Start of Record extracts

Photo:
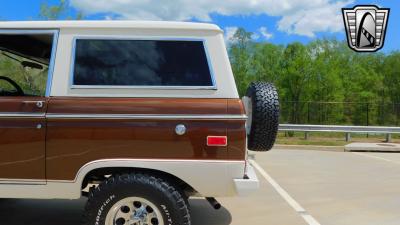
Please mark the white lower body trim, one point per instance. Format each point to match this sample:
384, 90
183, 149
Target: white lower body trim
211, 178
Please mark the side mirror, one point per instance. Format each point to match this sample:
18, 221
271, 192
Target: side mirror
31, 65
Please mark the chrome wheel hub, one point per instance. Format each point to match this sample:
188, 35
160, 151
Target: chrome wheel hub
134, 211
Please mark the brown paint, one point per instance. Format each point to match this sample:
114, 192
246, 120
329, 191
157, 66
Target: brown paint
22, 145
71, 143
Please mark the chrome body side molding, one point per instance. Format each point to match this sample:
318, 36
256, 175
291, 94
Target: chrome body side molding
147, 116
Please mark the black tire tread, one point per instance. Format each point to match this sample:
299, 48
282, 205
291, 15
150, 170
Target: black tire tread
116, 181
265, 118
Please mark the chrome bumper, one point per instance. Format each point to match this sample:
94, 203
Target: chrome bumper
246, 186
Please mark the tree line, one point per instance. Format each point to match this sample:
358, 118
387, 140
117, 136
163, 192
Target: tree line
323, 81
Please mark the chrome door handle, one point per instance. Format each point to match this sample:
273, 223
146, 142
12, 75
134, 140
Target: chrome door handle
38, 104
180, 129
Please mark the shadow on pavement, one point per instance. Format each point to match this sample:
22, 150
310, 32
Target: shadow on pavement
69, 212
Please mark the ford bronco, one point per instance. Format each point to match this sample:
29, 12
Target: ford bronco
137, 116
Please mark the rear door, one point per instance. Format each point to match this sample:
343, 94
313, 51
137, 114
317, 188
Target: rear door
25, 59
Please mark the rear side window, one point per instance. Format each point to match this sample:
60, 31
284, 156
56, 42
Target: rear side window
141, 63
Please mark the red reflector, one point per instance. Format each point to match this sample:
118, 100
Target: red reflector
217, 141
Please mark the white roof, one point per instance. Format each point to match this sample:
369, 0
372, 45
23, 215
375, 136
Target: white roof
108, 24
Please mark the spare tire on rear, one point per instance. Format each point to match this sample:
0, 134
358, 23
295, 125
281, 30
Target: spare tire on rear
262, 108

End of Record extracts

What is expected: The output is the records exactly as they read, with no pictures in it.

Finished exercise:
Photo:
Please mark the white lower body trim, one point per instance. Format each point to match this sample:
384, 90
183, 149
Target: white lower body trim
211, 178
Please mark the side mirror, one point per instance. Format each point to match this sample:
18, 221
271, 192
Target: side mirror
31, 65
Please mark the chrome wheel hub, one point per instance. Format each point to match this sample:
188, 35
160, 151
Target: chrome wheel hub
134, 211
Please mark the brown paint, one point per instance. Format each point to match this sample:
114, 192
246, 120
329, 191
157, 66
Target: brown paint
22, 145
71, 143
Please mark the chrome body side molding, one point per instance. Format each point to match this sample:
318, 36
256, 175
291, 94
Target: chrome body side molding
147, 116
Please mark the black tire tread, one point per instance. Format each point to match this sample:
299, 48
282, 205
291, 15
150, 170
Target: black tire tread
116, 181
265, 118
Please mark the chrome bumper, one point per instance. Format each point to match this sample:
94, 203
Target: chrome bumper
246, 186
Please mark the tree line, one point per instance. Format each point to match this sample:
358, 118
387, 140
117, 136
163, 192
Target: tree line
323, 81
Please mark the chrome door handle, one point per instance. Format each point to match this sample:
273, 223
146, 142
12, 75
134, 140
Target: chrome door handle
38, 104
180, 129
Please mark the shadow on pavement, one point per instance. Format each point to match this sample:
22, 150
310, 32
Target: shadow on pavement
69, 212
Please mark the ford bronco, one point per instance. Format each point to match this sample:
29, 12
Target: ford bronco
137, 116
Please mark the rear door, one point per instance. Format each point to match this sample:
343, 94
313, 51
137, 114
317, 188
Target: rear door
25, 59
Please mark the rear side window, one point per instance. Format each point to match this sample:
60, 31
284, 156
56, 42
Target: rear side window
141, 63
Please mark the red reflector, one point per instance. Format each point to match this sample:
118, 100
Target: red reflector
217, 141
Please mark the white roof, one point per instance. Format each point to match this sample:
369, 0
372, 45
23, 215
375, 136
Target: white roof
108, 24
Please mark the spare tire on rear, one point per instance. Format each point to match this sample:
0, 134
358, 23
295, 125
281, 30
Target: spare tire on rear
262, 108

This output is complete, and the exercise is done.